(Records held in a dataset)
◇ ◇ ◇ ◇
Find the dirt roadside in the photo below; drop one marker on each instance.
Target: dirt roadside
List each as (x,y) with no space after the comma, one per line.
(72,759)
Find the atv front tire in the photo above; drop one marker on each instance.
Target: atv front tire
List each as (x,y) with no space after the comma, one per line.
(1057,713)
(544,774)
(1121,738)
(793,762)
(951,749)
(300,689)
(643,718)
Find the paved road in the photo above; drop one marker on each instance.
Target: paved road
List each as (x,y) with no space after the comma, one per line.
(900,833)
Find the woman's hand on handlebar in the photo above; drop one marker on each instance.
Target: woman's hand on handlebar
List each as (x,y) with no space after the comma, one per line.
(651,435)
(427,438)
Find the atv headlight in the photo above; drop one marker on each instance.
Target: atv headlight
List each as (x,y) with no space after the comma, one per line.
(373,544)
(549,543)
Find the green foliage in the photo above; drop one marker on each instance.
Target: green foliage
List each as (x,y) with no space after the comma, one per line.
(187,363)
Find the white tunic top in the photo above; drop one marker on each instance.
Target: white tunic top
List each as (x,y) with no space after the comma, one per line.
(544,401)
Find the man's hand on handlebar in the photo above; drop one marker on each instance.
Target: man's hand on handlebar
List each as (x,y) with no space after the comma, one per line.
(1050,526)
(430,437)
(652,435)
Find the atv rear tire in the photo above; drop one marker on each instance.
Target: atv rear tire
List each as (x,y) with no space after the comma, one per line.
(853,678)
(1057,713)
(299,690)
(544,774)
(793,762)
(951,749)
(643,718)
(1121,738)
◇ ◇ ◇ ◇
PROBLEM REQUIREMENTS: Write out everything from the row containing "Find the atv rear" down to the last row, requests included. Shift each coordinate in the answers by adding 97 to it.

THE ANSWER:
Find the atv rear tire in the photo above; drop one marker on each instance.
Target: atv rear tire
List each as (x,y) with no space after the comma, one per line.
(950,775)
(1154,810)
(396,787)
(641,871)
(890,859)
(1048,846)
(740,815)
(1218,835)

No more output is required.